Short exercise
Strip the pictures and reproduce the rest of the listing exactly.

Records for the exercise
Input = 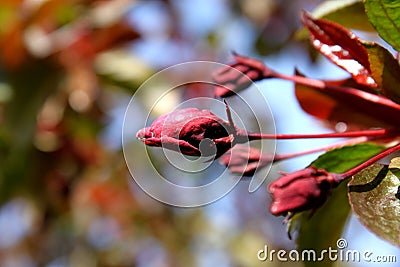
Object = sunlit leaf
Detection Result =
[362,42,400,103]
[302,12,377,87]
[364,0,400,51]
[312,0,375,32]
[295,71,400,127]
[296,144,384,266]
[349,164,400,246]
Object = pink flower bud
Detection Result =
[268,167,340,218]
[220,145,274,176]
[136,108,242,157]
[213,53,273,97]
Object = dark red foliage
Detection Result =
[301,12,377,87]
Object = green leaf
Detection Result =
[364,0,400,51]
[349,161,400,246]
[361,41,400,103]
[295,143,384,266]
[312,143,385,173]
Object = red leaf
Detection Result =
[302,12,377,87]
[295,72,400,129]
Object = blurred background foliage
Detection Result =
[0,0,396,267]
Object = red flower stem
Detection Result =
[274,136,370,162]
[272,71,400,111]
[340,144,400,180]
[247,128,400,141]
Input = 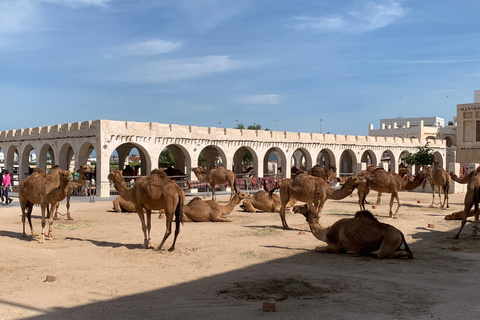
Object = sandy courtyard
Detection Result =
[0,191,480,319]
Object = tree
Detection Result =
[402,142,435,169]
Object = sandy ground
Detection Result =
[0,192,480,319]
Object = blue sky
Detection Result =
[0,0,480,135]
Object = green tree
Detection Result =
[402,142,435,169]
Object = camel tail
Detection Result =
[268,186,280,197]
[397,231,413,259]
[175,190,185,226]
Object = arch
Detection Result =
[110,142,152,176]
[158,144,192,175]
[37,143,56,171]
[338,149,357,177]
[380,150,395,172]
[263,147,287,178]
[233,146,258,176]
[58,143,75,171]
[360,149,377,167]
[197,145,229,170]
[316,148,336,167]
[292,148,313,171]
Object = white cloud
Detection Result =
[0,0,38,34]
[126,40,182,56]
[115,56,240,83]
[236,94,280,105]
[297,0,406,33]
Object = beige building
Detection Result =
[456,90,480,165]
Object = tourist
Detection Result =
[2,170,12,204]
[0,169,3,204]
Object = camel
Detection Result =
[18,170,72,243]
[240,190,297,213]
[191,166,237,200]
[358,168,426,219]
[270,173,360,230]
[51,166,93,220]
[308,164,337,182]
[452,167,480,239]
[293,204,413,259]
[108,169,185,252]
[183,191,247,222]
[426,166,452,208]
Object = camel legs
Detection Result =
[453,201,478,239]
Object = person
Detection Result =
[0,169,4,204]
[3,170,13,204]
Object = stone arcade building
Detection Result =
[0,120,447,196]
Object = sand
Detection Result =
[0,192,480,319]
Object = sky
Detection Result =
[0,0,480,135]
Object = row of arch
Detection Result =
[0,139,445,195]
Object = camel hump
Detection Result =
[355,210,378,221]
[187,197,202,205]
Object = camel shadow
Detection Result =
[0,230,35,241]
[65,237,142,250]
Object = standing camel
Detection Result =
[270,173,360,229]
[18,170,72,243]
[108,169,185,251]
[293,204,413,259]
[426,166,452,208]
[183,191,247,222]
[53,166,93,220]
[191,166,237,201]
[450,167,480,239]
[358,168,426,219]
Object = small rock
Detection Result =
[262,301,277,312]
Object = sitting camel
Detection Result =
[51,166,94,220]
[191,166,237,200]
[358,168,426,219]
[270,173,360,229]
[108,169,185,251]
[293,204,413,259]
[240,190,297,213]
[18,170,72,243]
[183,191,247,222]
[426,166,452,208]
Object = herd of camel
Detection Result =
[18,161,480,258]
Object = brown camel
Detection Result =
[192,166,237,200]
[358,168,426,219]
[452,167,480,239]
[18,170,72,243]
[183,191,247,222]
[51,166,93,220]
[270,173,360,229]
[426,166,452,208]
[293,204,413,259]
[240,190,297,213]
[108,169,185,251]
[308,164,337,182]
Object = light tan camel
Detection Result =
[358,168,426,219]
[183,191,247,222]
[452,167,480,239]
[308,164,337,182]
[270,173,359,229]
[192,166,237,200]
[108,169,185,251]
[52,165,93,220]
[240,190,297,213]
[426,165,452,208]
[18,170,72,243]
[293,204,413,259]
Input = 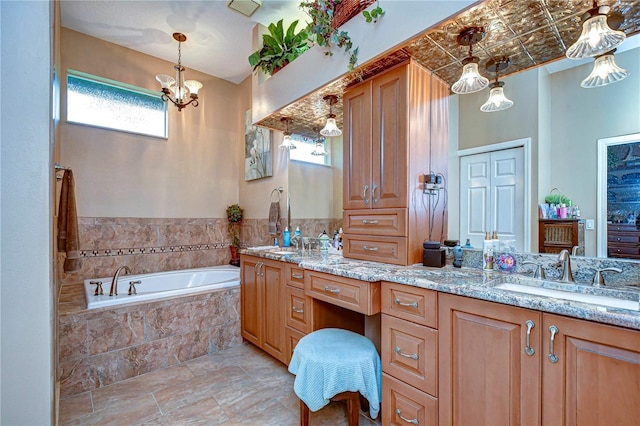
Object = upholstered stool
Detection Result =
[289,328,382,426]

Final answer
Input = 
Object = sunlit leaf
Detection Result =
[362,42,400,103]
[302,12,377,87]
[364,0,400,51]
[312,0,375,32]
[295,71,400,127]
[296,144,384,266]
[349,164,400,246]
Object = pink flower bud
Detection Result =
[268,167,340,218]
[220,145,274,176]
[136,108,242,157]
[213,53,273,97]
Object = dark red foliage
Detection Result =
[301,12,377,87]
Object = green leaf
Detection Result =
[364,0,400,51]
[349,161,400,246]
[361,41,400,103]
[295,143,384,266]
[312,143,385,173]
Object = red leaf
Detection Result =
[302,12,377,87]
[295,72,400,129]
Object = blurred background foliage
Detection Result =
[0,0,396,267]
Object = red flower stem
Detection Result =
[274,136,370,162]
[272,71,400,111]
[340,144,400,180]
[247,128,400,141]
Input = 
Object = sandy courtyard
Detection Result =
[0,191,480,319]
Object = tree
Detection Result =
[402,142,435,169]
Object = sandy ground
Detection Result =
[0,192,480,319]
Object = blue sky
Detection Result =
[0,0,480,135]
Object = green tree
Detection Result =
[402,142,435,169]
Object = camel tail
Detection Result =
[268,186,280,197]
[397,231,413,259]
[175,190,185,226]
Object = arch
Detection Result =
[110,142,152,176]
[158,144,192,175]
[37,143,56,171]
[338,149,357,177]
[380,150,395,172]
[263,147,287,178]
[233,146,258,176]
[58,143,75,171]
[360,149,377,167]
[197,145,229,170]
[316,148,336,167]
[292,148,313,171]
Object = white cloud
Detection Result =
[0,0,38,34]
[126,40,182,56]
[115,56,240,83]
[236,94,280,105]
[297,0,406,33]
Object = beige building
Detection Result =
[456,90,480,165]
Object = tourist
Detection Result =
[2,170,12,204]
[0,169,3,204]
Object = camel
Detection Result =
[18,170,72,243]
[240,190,297,213]
[191,166,237,200]
[358,168,426,219]
[270,173,360,230]
[51,166,93,220]
[308,164,337,182]
[452,167,480,239]
[293,204,413,259]
[108,169,185,252]
[183,191,247,222]
[426,166,452,208]
Object = camel legs
Detection Result =
[453,201,478,239]
Object = person
Detection Result =
[0,169,4,204]
[3,170,13,204]
Object = stone arcade building
Detection Result =
[0,120,447,196]
Object = sand
Detection Result =
[0,192,480,319]
Object = sky
Detection Result =
[0,0,480,135]
Object = row of arch
Detection Result =
[0,139,445,195]
Object = camel hump
Detection Result =
[355,210,378,221]
[187,197,202,205]
Object = camel shadow
Detection Result =
[0,230,35,241]
[65,237,142,250]
Object = standing camel
Detection Result =
[270,173,360,229]
[18,170,72,243]
[108,169,185,251]
[293,204,413,259]
[426,166,452,208]
[183,191,247,222]
[53,166,93,220]
[191,166,237,201]
[450,167,480,239]
[358,168,426,219]
Object = small rock
Detection Result =
[262,301,277,312]
Object = sitting camel
Detection Result =
[51,166,94,220]
[191,166,237,200]
[358,168,426,219]
[270,173,360,229]
[108,169,185,251]
[293,204,413,259]
[240,190,297,213]
[18,170,72,243]
[183,191,247,222]
[426,166,452,208]
Object = herd of camel
Detection Result =
[18,161,480,258]
Object = brown camel
Detection Result =
[192,166,237,200]
[358,168,426,219]
[452,167,480,239]
[18,170,72,243]
[183,191,247,222]
[51,166,93,220]
[270,173,360,229]
[426,166,452,208]
[293,204,413,259]
[240,190,297,213]
[108,169,185,251]
[308,164,337,182]
Object = light tan camel
Detection Result =
[358,168,426,219]
[183,191,247,222]
[452,167,480,239]
[308,164,337,182]
[270,173,359,229]
[192,166,237,200]
[108,169,185,251]
[52,165,93,220]
[240,190,297,213]
[426,165,452,208]
[18,170,72,243]
[293,204,413,259]
Input = 
Object = upholstered stool
Detection Result =
[289,328,382,426]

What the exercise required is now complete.